- [DATA FOR REVIEW]:
=-=-=-=-=
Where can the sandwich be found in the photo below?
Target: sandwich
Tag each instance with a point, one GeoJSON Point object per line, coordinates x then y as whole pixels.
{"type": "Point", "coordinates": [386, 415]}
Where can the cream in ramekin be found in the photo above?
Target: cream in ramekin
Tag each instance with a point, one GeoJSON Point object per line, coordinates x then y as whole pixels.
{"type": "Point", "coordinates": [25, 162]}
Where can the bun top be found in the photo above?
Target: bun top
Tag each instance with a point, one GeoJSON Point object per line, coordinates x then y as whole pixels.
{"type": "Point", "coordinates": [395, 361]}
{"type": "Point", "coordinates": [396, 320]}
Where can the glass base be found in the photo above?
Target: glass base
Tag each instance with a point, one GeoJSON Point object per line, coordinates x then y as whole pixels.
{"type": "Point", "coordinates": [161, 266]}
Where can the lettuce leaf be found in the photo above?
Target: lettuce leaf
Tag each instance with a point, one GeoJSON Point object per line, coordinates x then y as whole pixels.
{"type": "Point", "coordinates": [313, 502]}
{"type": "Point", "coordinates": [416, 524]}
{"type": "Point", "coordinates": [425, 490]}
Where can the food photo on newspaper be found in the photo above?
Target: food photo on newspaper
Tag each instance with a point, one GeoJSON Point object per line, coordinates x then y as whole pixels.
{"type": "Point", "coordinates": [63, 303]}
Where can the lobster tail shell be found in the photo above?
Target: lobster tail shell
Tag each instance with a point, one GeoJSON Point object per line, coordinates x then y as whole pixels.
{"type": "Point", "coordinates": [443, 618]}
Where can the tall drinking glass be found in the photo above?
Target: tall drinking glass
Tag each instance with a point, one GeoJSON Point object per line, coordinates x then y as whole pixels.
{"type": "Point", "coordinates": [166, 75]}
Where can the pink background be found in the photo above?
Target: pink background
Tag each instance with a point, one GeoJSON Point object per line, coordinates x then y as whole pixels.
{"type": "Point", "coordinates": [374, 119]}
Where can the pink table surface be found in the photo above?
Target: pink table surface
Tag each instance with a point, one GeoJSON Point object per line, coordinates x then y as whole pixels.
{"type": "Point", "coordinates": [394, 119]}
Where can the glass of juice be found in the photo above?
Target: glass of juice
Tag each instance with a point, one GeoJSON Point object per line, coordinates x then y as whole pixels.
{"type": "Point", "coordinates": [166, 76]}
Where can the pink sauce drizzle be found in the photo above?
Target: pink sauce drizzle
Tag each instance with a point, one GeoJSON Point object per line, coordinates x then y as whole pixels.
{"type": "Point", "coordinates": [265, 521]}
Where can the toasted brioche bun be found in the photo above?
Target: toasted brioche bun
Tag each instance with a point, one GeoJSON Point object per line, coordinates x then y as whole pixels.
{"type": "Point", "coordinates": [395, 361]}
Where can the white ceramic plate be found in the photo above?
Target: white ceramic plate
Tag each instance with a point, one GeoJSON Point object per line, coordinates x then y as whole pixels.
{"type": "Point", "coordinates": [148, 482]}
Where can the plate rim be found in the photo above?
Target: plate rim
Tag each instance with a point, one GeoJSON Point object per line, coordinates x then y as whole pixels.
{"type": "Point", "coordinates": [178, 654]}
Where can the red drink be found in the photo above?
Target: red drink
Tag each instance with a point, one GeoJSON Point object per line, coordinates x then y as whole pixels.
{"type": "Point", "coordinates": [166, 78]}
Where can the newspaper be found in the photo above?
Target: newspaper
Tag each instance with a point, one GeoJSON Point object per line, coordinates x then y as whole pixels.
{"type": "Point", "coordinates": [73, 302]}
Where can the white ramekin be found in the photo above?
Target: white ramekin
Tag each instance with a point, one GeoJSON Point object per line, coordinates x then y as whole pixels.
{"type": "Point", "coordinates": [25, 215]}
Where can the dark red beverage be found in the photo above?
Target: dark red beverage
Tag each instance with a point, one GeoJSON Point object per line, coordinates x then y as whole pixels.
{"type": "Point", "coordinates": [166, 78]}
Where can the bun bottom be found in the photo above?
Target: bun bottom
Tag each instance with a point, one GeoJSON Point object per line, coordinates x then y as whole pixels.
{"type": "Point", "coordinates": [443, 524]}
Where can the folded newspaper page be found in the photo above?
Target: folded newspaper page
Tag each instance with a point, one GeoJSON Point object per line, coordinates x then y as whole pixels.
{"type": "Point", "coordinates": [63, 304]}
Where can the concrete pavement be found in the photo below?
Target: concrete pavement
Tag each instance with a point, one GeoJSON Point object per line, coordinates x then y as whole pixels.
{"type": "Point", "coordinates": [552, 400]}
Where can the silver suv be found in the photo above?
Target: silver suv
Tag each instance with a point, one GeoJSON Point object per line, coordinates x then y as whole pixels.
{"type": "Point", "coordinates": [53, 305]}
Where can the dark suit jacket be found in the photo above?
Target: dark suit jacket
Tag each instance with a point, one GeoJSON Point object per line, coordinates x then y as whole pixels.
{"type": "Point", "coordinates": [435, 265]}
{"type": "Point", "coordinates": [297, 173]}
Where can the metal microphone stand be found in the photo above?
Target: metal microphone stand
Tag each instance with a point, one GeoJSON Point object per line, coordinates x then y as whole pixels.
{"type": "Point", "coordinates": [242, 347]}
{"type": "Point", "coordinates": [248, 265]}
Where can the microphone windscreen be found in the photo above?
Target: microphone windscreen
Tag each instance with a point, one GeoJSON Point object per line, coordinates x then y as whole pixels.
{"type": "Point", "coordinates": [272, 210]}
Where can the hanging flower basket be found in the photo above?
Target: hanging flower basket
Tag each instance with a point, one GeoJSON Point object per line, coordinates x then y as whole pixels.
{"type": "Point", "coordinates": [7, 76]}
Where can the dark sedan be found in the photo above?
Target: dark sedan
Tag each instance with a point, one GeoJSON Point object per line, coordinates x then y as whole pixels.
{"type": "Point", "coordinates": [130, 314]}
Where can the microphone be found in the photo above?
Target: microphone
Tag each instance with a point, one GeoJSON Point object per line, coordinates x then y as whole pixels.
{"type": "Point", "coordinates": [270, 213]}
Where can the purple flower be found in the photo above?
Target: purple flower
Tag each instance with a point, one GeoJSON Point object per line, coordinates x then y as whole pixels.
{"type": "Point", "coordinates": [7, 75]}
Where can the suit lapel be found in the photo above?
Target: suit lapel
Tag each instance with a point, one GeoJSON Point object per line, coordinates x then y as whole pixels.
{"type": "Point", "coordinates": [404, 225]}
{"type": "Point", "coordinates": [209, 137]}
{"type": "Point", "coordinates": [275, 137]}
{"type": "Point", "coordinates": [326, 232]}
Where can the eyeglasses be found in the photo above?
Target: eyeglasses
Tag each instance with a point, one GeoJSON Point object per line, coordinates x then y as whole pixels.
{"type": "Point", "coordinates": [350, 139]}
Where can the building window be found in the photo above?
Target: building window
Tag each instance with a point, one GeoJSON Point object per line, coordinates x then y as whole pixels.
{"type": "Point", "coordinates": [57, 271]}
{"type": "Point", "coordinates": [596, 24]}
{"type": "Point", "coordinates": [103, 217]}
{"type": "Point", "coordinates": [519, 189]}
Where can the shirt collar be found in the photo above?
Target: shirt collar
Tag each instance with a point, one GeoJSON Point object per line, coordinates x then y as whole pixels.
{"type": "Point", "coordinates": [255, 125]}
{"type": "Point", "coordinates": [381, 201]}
=-=-=-=-=
- [AIM OF THE TASK]: The answer should hold only the lines from the start of the records above through the line containing "Target: lettuce leaf", each set down exactly.

- [RESULT BELOW]:
Where can the sandwich be found in the photo below?
Target: sandwich
Tag each instance with a point, one GeoJSON Point object per line, coordinates x then y as whole pixels.
{"type": "Point", "coordinates": [386, 415]}
Where can the cream in ramekin be found in the photo above?
Target: cream in ramekin
Tag each instance with a point, one GeoJSON Point object per line, coordinates x then y as whole pixels.
{"type": "Point", "coordinates": [25, 162]}
Where can the bun top be found in the photo above?
Target: bun top
Tag each instance with a point, one GeoJSON Point object per line, coordinates x then y as whole pixels.
{"type": "Point", "coordinates": [395, 361]}
{"type": "Point", "coordinates": [396, 320]}
Where can the glass base be found in the photo above?
Target: glass base
Tag each instance with a point, one GeoJSON Point object per line, coordinates x then y as whole pixels.
{"type": "Point", "coordinates": [161, 266]}
Where can the lettuce leaf be found in the photo above?
Target: lettuce leaf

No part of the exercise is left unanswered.